**EXTRAIT À LIRE:**
++++++++++

Ce matin, quand je me suis levée, j’avais cette folle envie de retirer quelque chose qui appartenait à mon visage. Cette difficulté était une souffrance pour mon cerveau. Moi, Béatrice je ne savais pas ce que c’était, mais il y avait cet intrus qui me gênait. Comme je ne savais pas, comme je ne trouvais pas, l’artiste BMP s’est dit qu’elle pourrait en faire naître une esquisse sur une feuille.
Comment avez-vous concrétisé votre esquisse ?
Alors je me suis installée, la fenêtre de mon salon était ouverte car j’avais chaud. D’ailleurs depuis quelque temps, je ne supporte plus les manteaux, les pulls, les écharpes et les vestes. Quand je sors je ne porte pas grand-chose et même ce pas grand-chose, est de trop et pesant sur mon corps.
Pour en revenir à mon ébauche, pour montrer ce qui me gênait sur mon visage, l’idée était donc de dessiner deux visages. Un des deux aura les yeux fermés, il serait penché en arrière. Mais je suis incapable de faire apparaître une émotion à ce moment-là. L’autre visage aurait le mouvement de s’être décollé du premier. Il y aurait sur ce visage l’expression d’un visage qui aurait beaucoup peiné à se décoller. La bouche grande ouverte qui montrerait qu’un cri est en train de sortir. C’est ce que j’ai ressenti à ce moment-là.
Quand je regarde mon esquisse, j’ai l’impression d’être inondée d’eau. Ce quelque chose de lourd sur mon visage va m’étouffer plus loin dans ma trachée, une gêne pour respirer est présente. Une petite pause et je continue et je suis passée à l’étape suivante : déposer des couleurs. J’avais envie d’un ton bleu, bleu comme le ciel, bleu comme l’océan, j’avais cet image que mon corps baigné dans de l’eau très froide. Cela faisait du bien. J’ai donc retranscrit cette sensation sur ce visage. Je souhaitais que ce bleu domine ma production.

++++++++++

**LISTE DES TÂCHES:**
1: Répondez brièvement à ces questions sur l'extrait :
(a) Pourquoi la fenêtre du salon était-elle ouverte ?
(b) Combien de visages l'idée était-elle de dessiner ?
(c) Quelle couleur devait dominer la production ?
2: Poursuivez l'extrait sur la création de l'esquisse à la suite de sa dernière phrase.
Les données n'ont aucun lien avec l'extrait.

++++++++++

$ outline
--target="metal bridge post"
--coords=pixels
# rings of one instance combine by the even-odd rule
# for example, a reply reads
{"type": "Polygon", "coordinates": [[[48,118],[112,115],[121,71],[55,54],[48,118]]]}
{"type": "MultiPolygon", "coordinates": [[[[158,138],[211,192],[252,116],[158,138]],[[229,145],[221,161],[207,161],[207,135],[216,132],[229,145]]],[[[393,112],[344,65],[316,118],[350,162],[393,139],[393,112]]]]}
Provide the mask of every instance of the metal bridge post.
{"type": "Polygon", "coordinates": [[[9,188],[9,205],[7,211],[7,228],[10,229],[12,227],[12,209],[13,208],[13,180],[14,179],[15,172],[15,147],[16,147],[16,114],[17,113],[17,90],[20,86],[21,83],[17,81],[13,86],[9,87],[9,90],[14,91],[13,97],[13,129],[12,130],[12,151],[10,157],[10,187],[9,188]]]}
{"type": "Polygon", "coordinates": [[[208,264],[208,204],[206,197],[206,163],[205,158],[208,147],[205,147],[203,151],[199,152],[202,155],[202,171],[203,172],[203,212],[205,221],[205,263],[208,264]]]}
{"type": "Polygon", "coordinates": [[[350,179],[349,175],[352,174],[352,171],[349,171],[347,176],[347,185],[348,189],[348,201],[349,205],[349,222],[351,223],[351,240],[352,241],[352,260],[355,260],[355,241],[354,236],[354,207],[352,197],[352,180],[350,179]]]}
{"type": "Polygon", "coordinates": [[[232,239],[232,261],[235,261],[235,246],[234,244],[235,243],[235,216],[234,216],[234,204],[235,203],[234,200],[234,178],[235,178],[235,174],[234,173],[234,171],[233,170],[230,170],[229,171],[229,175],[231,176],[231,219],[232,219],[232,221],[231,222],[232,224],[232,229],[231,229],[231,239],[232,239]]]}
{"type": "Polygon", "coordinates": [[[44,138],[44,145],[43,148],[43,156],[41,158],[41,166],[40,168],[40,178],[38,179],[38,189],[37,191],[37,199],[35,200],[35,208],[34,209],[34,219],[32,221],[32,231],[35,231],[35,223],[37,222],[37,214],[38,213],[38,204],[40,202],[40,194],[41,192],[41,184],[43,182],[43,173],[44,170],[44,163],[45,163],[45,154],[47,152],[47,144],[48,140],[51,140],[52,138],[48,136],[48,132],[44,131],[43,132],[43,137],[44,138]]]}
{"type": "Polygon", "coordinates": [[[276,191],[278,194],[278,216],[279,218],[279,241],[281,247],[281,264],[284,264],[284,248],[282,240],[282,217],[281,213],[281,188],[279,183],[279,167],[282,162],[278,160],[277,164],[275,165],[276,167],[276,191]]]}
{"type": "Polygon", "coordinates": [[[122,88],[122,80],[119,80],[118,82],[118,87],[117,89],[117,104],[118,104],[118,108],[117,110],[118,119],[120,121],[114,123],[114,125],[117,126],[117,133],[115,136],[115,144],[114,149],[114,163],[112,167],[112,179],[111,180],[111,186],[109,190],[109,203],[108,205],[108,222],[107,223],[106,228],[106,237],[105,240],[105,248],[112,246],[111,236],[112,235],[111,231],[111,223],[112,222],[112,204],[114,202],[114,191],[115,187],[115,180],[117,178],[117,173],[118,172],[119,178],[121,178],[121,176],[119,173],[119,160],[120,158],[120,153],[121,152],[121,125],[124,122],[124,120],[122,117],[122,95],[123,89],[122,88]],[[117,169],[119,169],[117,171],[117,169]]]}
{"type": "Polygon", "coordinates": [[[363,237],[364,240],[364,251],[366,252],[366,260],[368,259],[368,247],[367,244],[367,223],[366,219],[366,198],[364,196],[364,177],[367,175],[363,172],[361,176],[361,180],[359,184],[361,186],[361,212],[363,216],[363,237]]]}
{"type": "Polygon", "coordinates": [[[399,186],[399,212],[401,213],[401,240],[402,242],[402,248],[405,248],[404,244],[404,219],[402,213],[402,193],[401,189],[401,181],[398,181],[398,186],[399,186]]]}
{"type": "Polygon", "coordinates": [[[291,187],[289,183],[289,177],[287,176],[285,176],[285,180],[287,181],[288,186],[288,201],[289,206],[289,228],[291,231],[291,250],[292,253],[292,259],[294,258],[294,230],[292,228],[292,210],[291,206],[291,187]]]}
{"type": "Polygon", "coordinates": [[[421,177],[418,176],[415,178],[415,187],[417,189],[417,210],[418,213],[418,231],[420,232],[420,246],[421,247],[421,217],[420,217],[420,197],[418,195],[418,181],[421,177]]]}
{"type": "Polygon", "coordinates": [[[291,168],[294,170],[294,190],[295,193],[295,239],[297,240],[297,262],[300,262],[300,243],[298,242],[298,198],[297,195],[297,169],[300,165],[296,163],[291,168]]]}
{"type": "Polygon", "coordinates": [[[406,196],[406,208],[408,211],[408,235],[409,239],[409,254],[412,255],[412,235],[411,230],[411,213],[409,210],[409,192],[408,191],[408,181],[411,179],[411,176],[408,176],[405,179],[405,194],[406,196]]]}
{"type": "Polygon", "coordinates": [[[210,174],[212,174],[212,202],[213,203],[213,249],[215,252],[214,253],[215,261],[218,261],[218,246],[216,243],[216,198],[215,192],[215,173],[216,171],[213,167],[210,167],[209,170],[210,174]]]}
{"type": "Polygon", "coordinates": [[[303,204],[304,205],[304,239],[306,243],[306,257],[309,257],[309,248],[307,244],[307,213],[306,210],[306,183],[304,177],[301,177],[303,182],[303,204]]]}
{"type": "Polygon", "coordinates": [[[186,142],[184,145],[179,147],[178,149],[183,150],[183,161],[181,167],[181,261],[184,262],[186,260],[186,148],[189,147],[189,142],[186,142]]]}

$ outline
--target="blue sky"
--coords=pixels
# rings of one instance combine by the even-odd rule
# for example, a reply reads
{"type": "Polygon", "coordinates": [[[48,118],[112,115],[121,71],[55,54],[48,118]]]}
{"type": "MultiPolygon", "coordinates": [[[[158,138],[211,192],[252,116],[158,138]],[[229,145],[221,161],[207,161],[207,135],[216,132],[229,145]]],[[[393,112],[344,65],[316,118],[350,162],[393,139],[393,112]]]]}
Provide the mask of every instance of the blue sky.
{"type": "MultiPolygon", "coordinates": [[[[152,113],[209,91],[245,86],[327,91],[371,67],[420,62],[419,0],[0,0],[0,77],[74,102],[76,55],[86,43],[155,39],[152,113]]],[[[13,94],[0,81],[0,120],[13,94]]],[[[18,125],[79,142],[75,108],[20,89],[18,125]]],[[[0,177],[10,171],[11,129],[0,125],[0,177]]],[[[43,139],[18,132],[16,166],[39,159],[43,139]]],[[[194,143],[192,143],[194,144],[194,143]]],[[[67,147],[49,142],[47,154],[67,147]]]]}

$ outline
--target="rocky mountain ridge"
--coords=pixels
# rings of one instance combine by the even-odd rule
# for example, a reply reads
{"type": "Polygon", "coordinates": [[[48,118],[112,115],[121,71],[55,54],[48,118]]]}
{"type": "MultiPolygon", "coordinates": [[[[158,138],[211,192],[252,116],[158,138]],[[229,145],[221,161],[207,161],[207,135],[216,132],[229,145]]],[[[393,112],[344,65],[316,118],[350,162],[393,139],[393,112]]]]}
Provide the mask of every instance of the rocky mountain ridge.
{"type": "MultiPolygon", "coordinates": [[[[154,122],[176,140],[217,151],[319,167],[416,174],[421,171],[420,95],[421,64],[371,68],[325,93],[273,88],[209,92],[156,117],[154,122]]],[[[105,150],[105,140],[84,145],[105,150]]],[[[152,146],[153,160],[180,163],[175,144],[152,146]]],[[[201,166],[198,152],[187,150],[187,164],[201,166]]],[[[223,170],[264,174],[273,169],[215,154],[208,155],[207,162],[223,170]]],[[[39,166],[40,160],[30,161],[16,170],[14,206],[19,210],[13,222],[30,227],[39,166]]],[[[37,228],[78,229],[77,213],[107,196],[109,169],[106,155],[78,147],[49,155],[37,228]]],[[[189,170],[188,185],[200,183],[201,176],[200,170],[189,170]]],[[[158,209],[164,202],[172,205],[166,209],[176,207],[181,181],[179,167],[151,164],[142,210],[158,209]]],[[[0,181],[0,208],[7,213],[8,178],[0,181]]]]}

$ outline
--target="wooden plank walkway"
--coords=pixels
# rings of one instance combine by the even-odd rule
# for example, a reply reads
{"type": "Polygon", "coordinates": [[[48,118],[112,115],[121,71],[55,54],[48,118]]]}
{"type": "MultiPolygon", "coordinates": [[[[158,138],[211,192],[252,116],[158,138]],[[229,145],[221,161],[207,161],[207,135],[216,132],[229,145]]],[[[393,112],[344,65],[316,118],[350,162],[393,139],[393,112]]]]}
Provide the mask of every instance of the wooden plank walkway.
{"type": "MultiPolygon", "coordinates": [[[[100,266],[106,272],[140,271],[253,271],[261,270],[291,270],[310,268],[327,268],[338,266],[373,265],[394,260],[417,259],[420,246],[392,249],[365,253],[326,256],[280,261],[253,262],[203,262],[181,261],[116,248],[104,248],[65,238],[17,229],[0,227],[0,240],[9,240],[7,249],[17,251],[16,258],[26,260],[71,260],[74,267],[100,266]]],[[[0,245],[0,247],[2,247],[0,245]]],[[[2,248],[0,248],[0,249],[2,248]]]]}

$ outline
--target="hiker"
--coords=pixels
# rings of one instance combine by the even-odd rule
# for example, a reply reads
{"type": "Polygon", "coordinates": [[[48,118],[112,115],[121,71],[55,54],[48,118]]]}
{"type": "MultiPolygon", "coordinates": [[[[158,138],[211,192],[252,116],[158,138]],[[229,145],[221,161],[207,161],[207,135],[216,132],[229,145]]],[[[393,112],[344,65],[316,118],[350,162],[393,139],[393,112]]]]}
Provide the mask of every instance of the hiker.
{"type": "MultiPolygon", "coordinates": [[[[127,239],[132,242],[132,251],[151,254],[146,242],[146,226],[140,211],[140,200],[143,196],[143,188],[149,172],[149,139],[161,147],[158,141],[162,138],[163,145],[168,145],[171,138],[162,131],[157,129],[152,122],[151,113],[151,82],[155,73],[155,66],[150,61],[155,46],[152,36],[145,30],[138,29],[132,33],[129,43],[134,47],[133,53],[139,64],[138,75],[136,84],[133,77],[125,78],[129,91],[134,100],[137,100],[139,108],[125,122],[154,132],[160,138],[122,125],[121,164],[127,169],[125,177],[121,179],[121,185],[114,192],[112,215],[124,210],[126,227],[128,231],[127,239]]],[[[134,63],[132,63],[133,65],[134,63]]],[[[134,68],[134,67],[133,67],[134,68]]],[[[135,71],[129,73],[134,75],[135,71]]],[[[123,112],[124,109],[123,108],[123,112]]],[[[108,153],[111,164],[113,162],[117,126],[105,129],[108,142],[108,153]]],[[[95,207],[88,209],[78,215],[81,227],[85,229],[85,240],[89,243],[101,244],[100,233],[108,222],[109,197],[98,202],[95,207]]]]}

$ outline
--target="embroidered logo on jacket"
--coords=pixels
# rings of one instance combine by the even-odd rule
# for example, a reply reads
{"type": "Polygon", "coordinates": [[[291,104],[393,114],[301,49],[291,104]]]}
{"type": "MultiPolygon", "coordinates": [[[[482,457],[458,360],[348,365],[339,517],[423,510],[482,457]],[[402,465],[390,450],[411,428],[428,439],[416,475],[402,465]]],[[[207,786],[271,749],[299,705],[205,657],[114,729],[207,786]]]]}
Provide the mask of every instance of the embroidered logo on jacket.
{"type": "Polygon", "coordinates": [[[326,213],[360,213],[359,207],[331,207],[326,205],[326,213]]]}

++++++++++

**RÉPONSES FOURNIES:**
1:
(a) Parce qu'il faisait chaud à la personne qui parle.
(b) Deux visages.
(c) Le bleu.

2:
Ensuite, je continue avec ce visage qui part en arrière. Il semblait moins m’intéresser. Je l’ai quand même recouvert de noir avec de mon crayon fusain et des autres crayons graphiques. Je cherchais de l’air tout en déposant mes couleurs. Tout en moi était en morceau, je n’avais pas la force de les rassembler. Je ne voyais que la couleur bleue et cette eau.
Je voulais intégrer du bleu dans ce noir. Alors que pourtant cela ne m’intéressait plus du tout. Peut-être l’absence d’émotion sur ce dernier.
Je ne sentais rien dans ma tête. Il y avait juste le froid qui me faisait du bien dans mon cerveau. Je ne désirais pas qu’il s’en aille. C’était devenu important. Mais comment peut-on apprécier la sensation d’eau froide sur son visage, sur son corps, en plein hiver ? Comment comprendre ça ? En fait il n’y a pas d’hiver. Tout était chaud et j’en demandais encore, ce froid me faisait du bien.
Enfin pour terminer complètement ma création, j’ai rajouté du pastel sec sur le fond. Je me sentais plus rassurée. Les finitions ont été faites à la peinture et au crayon à papier.
Quel matériaux avez-vous utilisés ?
Cette production a été conçue sur une feuille de format 36 × 46 cm. Comme médium, j’ai utilisé la peinture aquarelle de couleur bleue. Tout comme des crayons graphiques. Et du pastel pour le fond de mon dessin.
Que ressentez-vous en face de votre production ?
La sensation ressentie ce matin sur mon visage a diminué. Mais je n’en connais pas la cause. Je voudrais éviter de trop me poser de questions, pour éviter que l’angoisse ne monte et que je ne parte en vrille. Mon envie, plus de froid est encore plus forte, je me sens moins chaude. Depuis mon opération tout a changé, c’est perturbant, anxiogène, je n’y trouve pas ma place, j’ai reçu un gros coup de massue.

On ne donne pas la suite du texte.